» ACTION ITEM
Looking through the records that follow, determine how many lines contain "below" and reply with that number alone.

RAW DATA Start Marker

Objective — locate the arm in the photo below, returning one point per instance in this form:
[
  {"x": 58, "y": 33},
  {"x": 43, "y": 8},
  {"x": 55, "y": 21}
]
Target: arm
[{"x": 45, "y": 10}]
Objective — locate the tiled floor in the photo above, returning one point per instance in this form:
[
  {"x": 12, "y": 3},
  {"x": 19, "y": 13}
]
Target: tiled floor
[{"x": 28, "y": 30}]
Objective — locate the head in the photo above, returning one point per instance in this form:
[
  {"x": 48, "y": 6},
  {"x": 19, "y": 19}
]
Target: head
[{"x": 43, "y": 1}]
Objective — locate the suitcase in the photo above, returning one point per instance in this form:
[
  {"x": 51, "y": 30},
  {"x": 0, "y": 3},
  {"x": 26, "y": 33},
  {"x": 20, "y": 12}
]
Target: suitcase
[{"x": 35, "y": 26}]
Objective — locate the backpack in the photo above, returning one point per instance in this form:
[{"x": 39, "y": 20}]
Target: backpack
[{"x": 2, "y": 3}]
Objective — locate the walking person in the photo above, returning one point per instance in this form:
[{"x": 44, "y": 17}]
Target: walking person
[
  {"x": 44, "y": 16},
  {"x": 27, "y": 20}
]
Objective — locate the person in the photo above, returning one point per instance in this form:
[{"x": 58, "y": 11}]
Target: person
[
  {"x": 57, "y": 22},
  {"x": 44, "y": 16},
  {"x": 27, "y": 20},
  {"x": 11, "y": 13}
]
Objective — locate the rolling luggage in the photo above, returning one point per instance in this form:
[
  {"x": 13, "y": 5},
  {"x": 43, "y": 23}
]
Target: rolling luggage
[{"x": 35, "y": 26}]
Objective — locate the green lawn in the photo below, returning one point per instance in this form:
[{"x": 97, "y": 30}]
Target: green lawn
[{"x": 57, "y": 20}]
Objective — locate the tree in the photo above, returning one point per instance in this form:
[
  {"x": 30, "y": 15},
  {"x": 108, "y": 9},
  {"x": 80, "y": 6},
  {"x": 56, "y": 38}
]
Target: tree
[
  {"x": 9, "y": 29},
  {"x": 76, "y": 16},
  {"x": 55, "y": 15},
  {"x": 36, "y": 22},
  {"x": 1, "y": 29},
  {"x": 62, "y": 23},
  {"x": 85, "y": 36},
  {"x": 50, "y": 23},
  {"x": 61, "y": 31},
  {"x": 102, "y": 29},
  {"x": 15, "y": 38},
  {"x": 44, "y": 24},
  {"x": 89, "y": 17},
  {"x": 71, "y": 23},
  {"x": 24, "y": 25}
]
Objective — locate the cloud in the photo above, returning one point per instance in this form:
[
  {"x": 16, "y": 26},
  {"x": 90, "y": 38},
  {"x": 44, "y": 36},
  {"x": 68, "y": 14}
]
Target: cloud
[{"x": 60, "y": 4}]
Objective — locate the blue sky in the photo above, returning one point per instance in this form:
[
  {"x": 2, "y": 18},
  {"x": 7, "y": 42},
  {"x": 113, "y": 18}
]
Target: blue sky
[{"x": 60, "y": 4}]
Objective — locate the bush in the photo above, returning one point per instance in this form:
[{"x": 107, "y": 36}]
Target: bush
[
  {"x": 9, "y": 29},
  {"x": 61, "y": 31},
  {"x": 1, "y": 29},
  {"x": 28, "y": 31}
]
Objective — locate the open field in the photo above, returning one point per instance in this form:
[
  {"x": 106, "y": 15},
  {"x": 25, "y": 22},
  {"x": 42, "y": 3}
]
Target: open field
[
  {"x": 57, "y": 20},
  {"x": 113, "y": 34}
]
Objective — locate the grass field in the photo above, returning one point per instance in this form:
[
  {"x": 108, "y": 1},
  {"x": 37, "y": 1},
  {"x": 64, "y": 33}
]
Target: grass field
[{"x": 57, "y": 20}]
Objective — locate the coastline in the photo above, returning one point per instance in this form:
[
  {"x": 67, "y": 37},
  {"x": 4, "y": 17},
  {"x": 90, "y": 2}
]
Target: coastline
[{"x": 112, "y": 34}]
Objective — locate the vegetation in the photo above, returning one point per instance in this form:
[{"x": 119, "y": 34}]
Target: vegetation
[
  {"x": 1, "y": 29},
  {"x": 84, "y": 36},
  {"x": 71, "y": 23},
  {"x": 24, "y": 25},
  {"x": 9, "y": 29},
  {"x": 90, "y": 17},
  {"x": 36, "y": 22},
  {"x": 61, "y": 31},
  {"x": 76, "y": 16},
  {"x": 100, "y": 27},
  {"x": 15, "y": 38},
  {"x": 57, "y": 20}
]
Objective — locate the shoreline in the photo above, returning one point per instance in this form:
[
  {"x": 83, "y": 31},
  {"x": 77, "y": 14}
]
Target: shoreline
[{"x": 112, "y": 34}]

RAW DATA End Marker

» EXERCISE OUTPUT
2